EXERCICE PROPOSÉ: Recopiez tout ce qui va de la ligne contenant « Would you mind tagging the etihad », celle-ci comprise, jusqu'à la dernière ligne incluse, en multipliant par 1,2 chaque coordonnée des réponses et en l'arrondissant à l'entier le plus proche (les demis vers le haut), sans rien changer d'autre. N'incluez pas l'image dans votre réponse.

DONNÉES BRUTES:
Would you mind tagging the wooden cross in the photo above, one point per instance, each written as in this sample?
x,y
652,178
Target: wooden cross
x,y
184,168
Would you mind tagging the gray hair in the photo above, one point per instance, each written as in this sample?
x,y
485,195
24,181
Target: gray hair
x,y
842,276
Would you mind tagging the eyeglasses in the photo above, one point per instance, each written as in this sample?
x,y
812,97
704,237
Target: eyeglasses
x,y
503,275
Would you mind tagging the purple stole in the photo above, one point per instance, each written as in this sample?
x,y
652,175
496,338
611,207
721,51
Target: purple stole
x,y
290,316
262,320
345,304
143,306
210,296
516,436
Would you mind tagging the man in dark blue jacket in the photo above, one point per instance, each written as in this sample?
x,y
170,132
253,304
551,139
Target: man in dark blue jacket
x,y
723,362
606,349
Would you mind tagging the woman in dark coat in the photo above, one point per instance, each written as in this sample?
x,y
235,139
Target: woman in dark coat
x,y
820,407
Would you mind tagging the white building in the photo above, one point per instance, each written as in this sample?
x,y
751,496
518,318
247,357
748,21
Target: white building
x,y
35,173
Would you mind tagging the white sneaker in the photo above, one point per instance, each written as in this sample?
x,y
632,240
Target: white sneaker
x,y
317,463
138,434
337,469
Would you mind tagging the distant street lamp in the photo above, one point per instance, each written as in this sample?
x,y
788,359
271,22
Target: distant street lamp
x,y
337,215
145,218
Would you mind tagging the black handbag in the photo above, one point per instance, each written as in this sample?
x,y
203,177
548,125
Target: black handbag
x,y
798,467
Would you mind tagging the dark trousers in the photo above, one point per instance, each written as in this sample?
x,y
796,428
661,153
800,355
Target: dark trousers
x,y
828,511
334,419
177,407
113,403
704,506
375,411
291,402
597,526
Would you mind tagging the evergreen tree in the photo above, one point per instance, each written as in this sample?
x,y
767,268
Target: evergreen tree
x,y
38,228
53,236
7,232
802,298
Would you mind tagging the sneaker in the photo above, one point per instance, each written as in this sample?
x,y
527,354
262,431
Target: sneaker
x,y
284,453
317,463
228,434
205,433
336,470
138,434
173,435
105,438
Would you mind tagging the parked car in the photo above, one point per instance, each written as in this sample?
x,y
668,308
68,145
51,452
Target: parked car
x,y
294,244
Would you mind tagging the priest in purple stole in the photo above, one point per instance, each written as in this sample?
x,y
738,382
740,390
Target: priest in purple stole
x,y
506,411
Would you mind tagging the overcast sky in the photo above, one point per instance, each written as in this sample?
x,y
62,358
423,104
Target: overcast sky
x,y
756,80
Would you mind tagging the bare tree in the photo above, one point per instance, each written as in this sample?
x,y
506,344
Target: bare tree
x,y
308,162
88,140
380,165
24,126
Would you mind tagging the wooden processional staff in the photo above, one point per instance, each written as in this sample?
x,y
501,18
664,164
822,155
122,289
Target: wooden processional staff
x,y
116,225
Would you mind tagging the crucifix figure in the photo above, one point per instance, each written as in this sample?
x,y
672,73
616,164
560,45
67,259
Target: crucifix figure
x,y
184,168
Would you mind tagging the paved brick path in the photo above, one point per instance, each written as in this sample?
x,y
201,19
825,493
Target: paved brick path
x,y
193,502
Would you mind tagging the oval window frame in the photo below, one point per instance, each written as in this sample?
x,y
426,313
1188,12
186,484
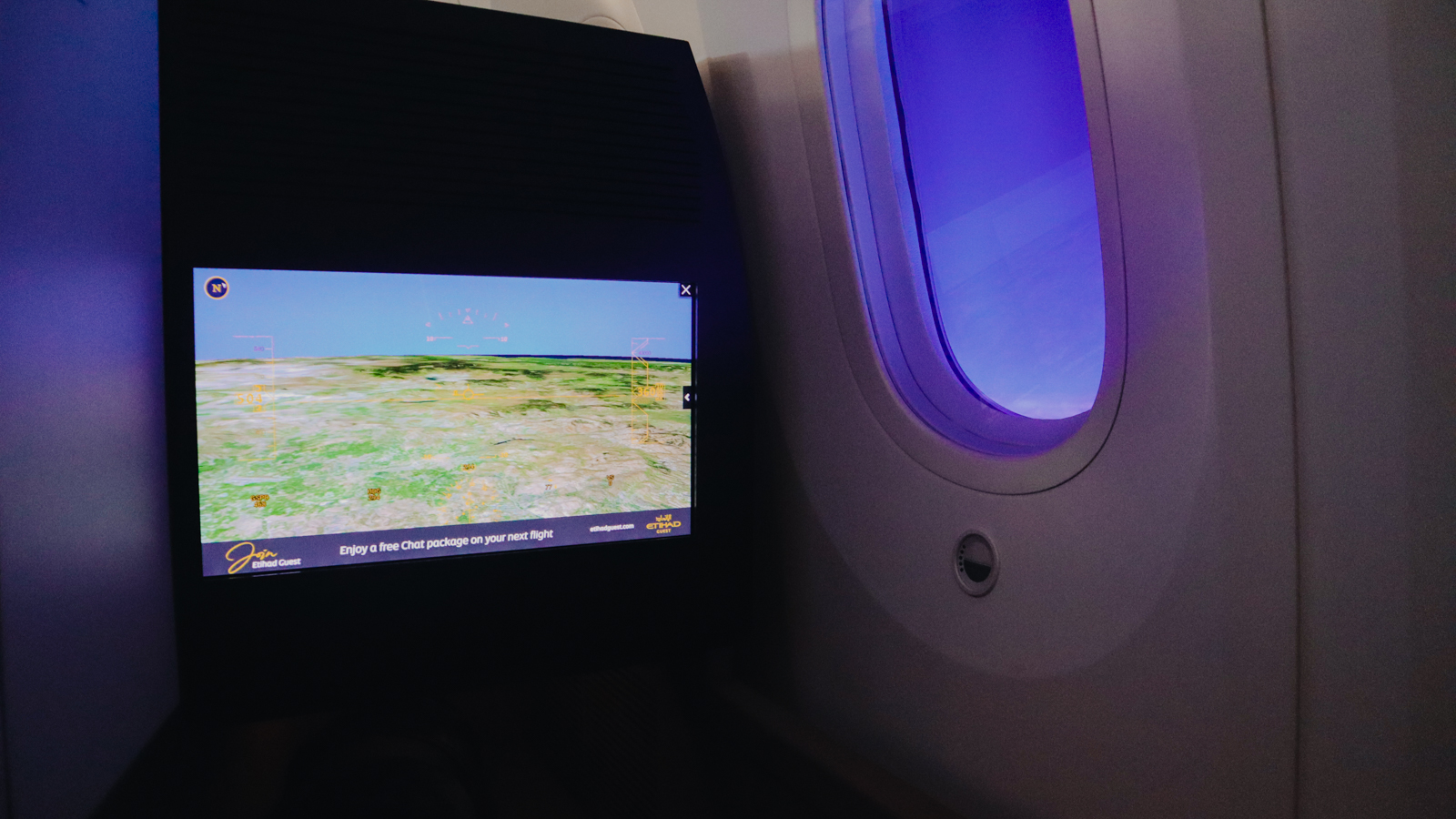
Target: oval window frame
x,y
909,380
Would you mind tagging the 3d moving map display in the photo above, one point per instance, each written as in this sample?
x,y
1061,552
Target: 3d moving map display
x,y
360,417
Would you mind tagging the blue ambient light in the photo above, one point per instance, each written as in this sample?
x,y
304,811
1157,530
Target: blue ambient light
x,y
999,172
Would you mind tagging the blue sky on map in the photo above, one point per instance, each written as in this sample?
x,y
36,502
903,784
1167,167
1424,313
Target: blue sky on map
x,y
310,314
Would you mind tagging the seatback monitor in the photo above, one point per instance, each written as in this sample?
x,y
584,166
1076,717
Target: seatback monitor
x,y
361,417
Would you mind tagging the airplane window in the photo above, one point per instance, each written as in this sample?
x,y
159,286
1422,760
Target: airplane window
x,y
968,174
999,165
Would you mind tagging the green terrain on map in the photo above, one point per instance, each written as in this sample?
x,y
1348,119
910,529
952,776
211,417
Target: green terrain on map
x,y
315,446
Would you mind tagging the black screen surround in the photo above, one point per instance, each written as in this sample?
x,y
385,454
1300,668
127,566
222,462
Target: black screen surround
x,y
414,137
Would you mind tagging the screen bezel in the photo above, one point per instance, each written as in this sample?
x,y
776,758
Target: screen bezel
x,y
257,646
693,462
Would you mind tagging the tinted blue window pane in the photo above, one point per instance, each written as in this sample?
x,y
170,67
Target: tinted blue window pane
x,y
1001,172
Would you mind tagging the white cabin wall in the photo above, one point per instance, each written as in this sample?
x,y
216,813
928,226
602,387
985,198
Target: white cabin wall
x,y
1366,101
1191,712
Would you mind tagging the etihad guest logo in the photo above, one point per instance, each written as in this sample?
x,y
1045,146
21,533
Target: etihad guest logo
x,y
664,525
245,552
248,555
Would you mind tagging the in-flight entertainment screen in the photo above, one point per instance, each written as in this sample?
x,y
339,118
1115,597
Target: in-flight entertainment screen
x,y
361,417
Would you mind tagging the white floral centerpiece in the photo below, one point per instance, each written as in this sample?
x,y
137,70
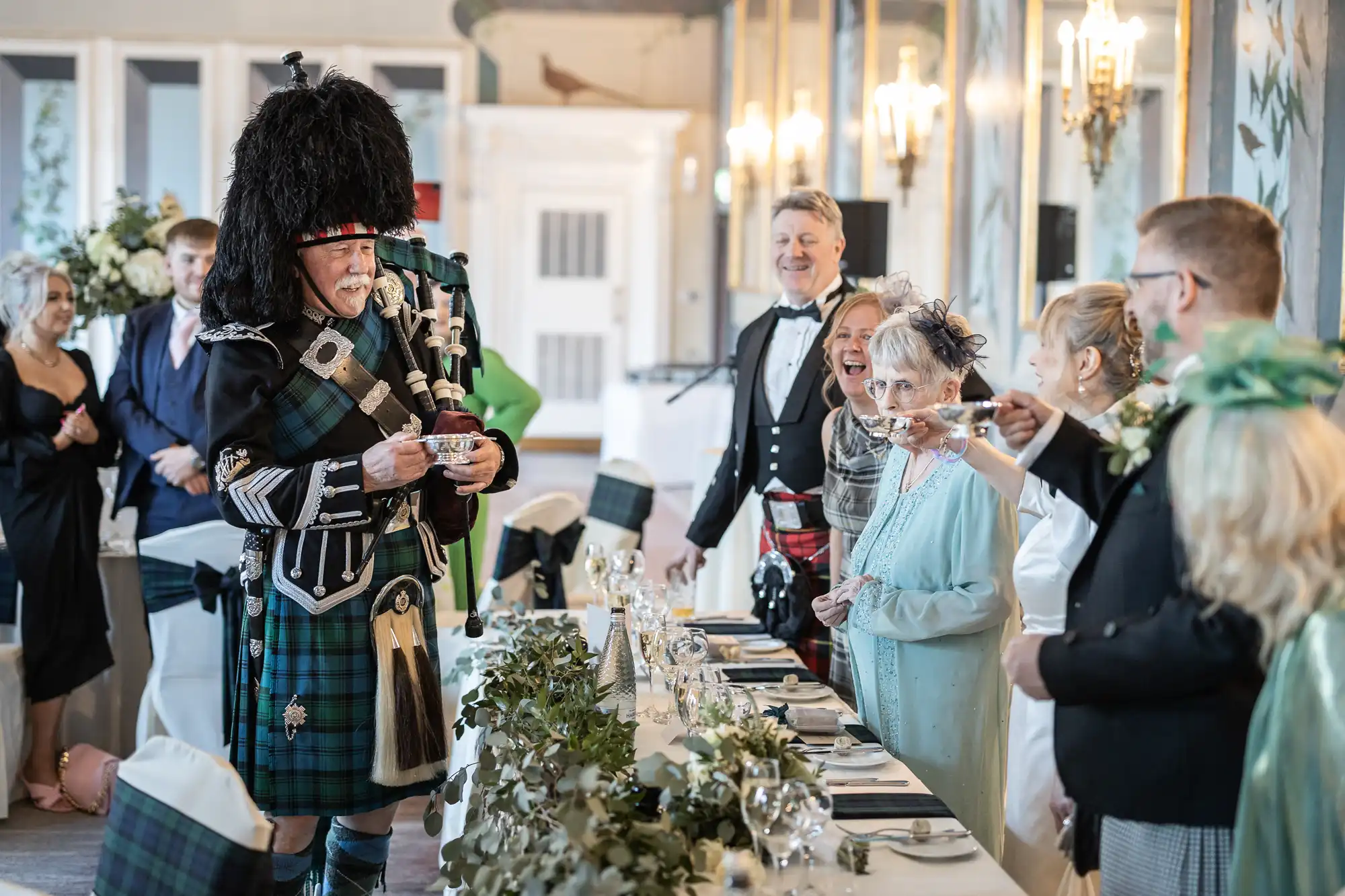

SOLUTION COMPLÈTE:
Would you mind tagging the etihad guest logo in the photo above, one point per instance, each written as in this sample?
x,y
1045,146
21,533
Target: etihad guest logo
x,y
797,630
294,662
298,666
Would you mind tagging the in-flight entertainment screen in the photo above, one point per instance, each written as in this sample?
x,y
339,118
1115,597
Target: in-flight entertainment screen
x,y
433,500
Would you mind tagging the white floral centerpiece in the photo below, one point per instance, each written as in this sample?
x,y
137,70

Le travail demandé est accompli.